> Work instructions:
Reproduce every row below with "photo" replaced by "image" everywhere it appears, leaving everything else unchanged. Omit the pictures.

> Provided records:

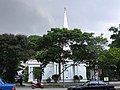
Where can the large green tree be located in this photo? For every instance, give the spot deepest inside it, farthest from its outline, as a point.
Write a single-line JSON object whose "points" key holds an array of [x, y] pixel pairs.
{"points": [[61, 45], [13, 49]]}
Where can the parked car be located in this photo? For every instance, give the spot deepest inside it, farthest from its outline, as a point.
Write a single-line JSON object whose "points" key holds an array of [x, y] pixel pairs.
{"points": [[37, 85], [93, 85], [6, 86]]}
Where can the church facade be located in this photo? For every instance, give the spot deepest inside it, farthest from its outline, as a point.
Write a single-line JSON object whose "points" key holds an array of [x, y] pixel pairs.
{"points": [[52, 68]]}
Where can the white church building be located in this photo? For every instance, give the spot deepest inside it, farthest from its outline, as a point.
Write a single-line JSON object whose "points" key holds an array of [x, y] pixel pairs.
{"points": [[52, 68]]}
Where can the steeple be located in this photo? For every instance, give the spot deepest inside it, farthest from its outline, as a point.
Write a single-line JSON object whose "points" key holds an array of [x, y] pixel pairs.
{"points": [[65, 20]]}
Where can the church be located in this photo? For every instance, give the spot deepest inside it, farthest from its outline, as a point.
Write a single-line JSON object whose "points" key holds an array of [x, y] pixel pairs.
{"points": [[52, 68]]}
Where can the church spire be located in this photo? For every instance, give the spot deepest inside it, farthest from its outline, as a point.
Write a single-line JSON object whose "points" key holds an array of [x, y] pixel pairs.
{"points": [[65, 19]]}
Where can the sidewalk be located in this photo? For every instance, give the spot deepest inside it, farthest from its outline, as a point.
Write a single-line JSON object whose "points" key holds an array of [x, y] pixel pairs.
{"points": [[59, 85]]}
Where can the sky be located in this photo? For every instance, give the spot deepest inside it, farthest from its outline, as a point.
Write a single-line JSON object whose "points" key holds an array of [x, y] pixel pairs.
{"points": [[36, 17]]}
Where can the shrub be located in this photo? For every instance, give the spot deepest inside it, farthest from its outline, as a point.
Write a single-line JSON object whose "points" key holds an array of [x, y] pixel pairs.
{"points": [[55, 77], [48, 80], [76, 77]]}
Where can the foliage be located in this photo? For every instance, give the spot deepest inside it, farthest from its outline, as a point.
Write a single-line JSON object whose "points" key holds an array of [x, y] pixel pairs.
{"points": [[55, 77], [48, 80], [109, 62], [76, 77], [115, 37], [26, 74], [61, 45], [13, 49]]}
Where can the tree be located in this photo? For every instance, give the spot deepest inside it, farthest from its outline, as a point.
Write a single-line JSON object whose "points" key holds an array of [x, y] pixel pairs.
{"points": [[115, 37], [60, 45], [109, 62], [13, 49]]}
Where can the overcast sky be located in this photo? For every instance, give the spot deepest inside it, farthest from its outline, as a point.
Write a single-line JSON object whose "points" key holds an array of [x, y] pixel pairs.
{"points": [[36, 17]]}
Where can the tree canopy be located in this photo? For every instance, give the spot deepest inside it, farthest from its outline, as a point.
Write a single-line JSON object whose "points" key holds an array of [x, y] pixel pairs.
{"points": [[13, 49]]}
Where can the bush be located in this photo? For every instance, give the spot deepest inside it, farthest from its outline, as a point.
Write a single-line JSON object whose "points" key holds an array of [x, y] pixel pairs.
{"points": [[55, 77], [76, 77], [48, 80]]}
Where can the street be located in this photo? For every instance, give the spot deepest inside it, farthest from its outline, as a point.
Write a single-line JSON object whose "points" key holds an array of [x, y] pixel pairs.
{"points": [[29, 88]]}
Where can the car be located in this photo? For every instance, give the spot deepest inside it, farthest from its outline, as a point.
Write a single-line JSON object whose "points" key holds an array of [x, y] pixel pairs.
{"points": [[93, 85], [6, 86]]}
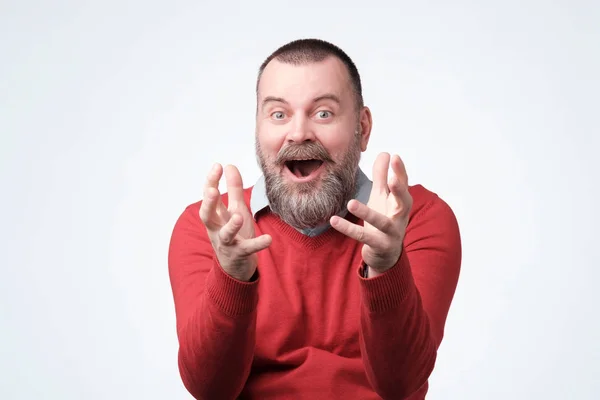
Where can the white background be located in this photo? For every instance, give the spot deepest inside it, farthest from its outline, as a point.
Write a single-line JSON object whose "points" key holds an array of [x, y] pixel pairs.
{"points": [[112, 113]]}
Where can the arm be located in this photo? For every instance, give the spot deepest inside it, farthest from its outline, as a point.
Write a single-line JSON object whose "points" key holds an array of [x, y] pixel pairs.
{"points": [[216, 314], [405, 308]]}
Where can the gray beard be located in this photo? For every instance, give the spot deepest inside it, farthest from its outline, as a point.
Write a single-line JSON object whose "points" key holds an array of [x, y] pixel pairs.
{"points": [[311, 204]]}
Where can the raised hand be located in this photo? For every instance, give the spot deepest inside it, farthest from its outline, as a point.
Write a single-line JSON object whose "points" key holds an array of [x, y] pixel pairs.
{"points": [[385, 216], [231, 228]]}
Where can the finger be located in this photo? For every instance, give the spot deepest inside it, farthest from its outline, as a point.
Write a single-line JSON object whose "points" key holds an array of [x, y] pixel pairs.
{"points": [[250, 246], [355, 231], [399, 170], [399, 185], [380, 173], [230, 229], [235, 188], [371, 216], [213, 177], [209, 206], [212, 202]]}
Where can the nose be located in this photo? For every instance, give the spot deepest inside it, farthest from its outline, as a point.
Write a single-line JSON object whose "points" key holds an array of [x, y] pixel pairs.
{"points": [[300, 131]]}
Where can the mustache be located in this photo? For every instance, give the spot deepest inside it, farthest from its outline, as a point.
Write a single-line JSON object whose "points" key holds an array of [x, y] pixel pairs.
{"points": [[308, 150]]}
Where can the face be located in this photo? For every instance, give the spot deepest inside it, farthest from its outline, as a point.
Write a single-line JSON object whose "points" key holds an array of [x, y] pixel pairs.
{"points": [[309, 137]]}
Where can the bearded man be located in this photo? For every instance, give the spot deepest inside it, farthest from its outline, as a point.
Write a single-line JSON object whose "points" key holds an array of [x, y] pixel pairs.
{"points": [[315, 282]]}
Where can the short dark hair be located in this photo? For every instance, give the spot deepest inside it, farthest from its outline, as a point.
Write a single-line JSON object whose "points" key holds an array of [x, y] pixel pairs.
{"points": [[303, 51]]}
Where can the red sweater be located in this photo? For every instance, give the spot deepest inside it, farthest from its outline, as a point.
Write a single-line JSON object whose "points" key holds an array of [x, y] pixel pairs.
{"points": [[310, 327]]}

> Completed task:
Where can the large green tree be located in this image? For every instance, give the spot deepest inside it, farthest from its outline, as a point.
Write a single-line JSON object whose "points" key holds an array of [x, y] pixel pairs.
{"points": [[61, 45], [13, 49]]}
Where can the parked car be located in this image? For every instance, give the spot deepest inside it, farthest from its outline, as a point.
Write a single-line JSON object whose "points" key holds an array of [x, y] pixel pairs.
{"points": [[37, 85], [93, 85], [6, 86]]}
Where can the church facade be located in this image? For every instance, give the spot deepest inside it, farthest from its outline, as a point.
Write a single-line JSON object whose "points" key holds an array of [x, y] pixel pairs.
{"points": [[52, 68]]}
Where can the white church building be located in this image? For every instance, give the spot deepest inside it, farthest from its outline, as a point.
Write a single-line JSON object whose "points" key holds an array of [x, y] pixel pairs.
{"points": [[52, 68]]}
Where can the steeple be located in this image? For every instance, give the spot deepest inside it, farthest from its outline, as a point.
Write a single-line JSON object whose "points" key holds an array of [x, y] pixel pairs.
{"points": [[65, 20]]}
Where can the church be located in this image? For every instance, give the spot deepest inside it, farthest from its outline, as a point.
Write a single-line JSON object whose "points" key holds an array of [x, y] pixel pairs.
{"points": [[52, 68]]}
Where can the church spire be located in this image? For every instance, give the spot deepest inside it, farthest from its outline, as a point.
Write a single-line JSON object whose "points" key holds an array of [x, y] pixel pairs.
{"points": [[65, 19]]}
Where can the sidewalk be located in this image? For every instance, give the spot deepest inside it, farthest from its outline, as a point.
Write a single-line JSON object whose "points" key holds an array of [x, y] pixel pairs.
{"points": [[59, 85]]}
Where can the sky be located in this image? For every instance, give the spot deepest inside it, farthest from its outline, as a point.
Write a single-line JSON object whose "points" key holds an array of [x, y] pixel pairs.
{"points": [[36, 17]]}
Where can the shrub be located in this image? For every instance, give the spot deepest inside it, farthest from its outline, as a point.
Write a single-line JSON object whose "points" key holds an array of [x, y] pixel pairs.
{"points": [[55, 77], [48, 80], [76, 77]]}
Where can the foliage be located in this image? For every instance, give the spot deepest inside it, farthest from its outline, as a point.
Write a single-line JSON object whose "points" key holds an array of [x, y] pixel pairs.
{"points": [[55, 77], [48, 80], [109, 62], [76, 77], [115, 37], [26, 74], [61, 45], [13, 49]]}
Where can the tree be located in this image? For every instance, give the spot deepest inside it, farthest from its outline, as a point.
Write a single-line JSON object whose "points" key holds an array of [x, y] pixel pairs.
{"points": [[115, 37], [60, 45], [109, 62], [13, 49]]}
Where can the overcast sky be located in this image? For every instance, give the spot deepest inside it, farthest from its outline, as a point.
Write a single-line JSON object whose "points" key holds an array of [x, y] pixel pairs.
{"points": [[36, 17]]}
Where can the tree canopy be located in this image? For every instance, give the spot deepest inside it, farthest from its outline, as a point.
Write a single-line JSON object whose "points" key holds an array of [x, y] pixel pairs.
{"points": [[13, 49]]}
Where can the bush be located in this image? For every instance, give the spot deepest inside it, farthest from its outline, as a point.
Write a single-line JSON object whose "points" key holds an array of [x, y] pixel pairs.
{"points": [[55, 77], [76, 77], [48, 80]]}
Where can the street be located in this image? For every instance, give the spot deepest inside it, farthest from its outline, as a point.
Write a single-line JSON object whose "points" key holds an array of [x, y] pixel pairs.
{"points": [[29, 88]]}
Where can the car be located in this image? For every instance, give the spot deepest inside it, farthest from its outline, as a point.
Write a single-line JSON object whose "points" key holds an array of [x, y] pixel pairs.
{"points": [[93, 85], [6, 86]]}
Where can the white background be located in this image? For every instance, give the spot deepest inside it, farthest from its outline, as a point.
Write a single-line JSON object whose "points" key holds an array of [x, y] pixel pairs.
{"points": [[112, 113]]}
Where can the arm be located in this image? For every instance, give the spot deepest inside it, farthest from its outline, as a point.
Write a single-line JSON object whose "points" key holds an array of [x, y] pixel pairs.
{"points": [[216, 314], [405, 308]]}
Where can the gray beard be located in this image? For every instance, give the spot deepest inside it, farthest from its outline, as a point.
Write a single-line JSON object whose "points" key holds an array of [x, y] pixel pairs.
{"points": [[311, 204]]}
Where can the raised hand be located in this image? For every instance, give the spot deepest inside it, farthest from its outline, as a point.
Write a single-line JSON object whose "points" key holds an array of [x, y] pixel pairs.
{"points": [[385, 216], [231, 228]]}
Where can the finger be located in this image? For every instance, give the spot deepest inside it, farthest from its outline, as a point.
Write a single-line JSON object whose "points" key holds an array of [x, y] pixel pairs.
{"points": [[250, 246], [355, 231], [399, 170], [399, 185], [380, 173], [230, 229], [235, 188], [371, 216], [213, 177], [209, 206], [212, 202]]}
Where can the nose be located in this image? For every instance, give the spot deepest inside it, farthest from its outline, as a point.
Write a single-line JSON object whose "points" key holds an array of [x, y] pixel pairs.
{"points": [[300, 131]]}
Where can the mustache be located in this image? For every instance, give the spot deepest inside it, farthest from its outline, as a point.
Write a single-line JSON object whose "points" key holds an array of [x, y] pixel pairs.
{"points": [[308, 150]]}
Where can the face be located in this image? For every instance, give the spot deepest inside it, farthest from its outline, as a point.
Write a single-line JSON object whose "points" key holds an array of [x, y] pixel pairs.
{"points": [[309, 137]]}
Where can the bearded man be located in this image? For every instance, give the spot deepest inside it, farthest from its outline, as a point.
Write a single-line JSON object whose "points" key holds an array of [x, y] pixel pairs.
{"points": [[315, 282]]}
Where can the short dark hair be located in this image? For every instance, give the spot deepest inside it, farthest from its outline, as a point.
Write a single-line JSON object whose "points" key holds an array of [x, y] pixel pairs.
{"points": [[303, 51]]}
Where can the red sweater be located in this image? For every instance, give the spot deepest inside it, farthest from its outline, as a point.
Write a single-line JSON object whose "points" key holds an array of [x, y] pixel pairs.
{"points": [[310, 327]]}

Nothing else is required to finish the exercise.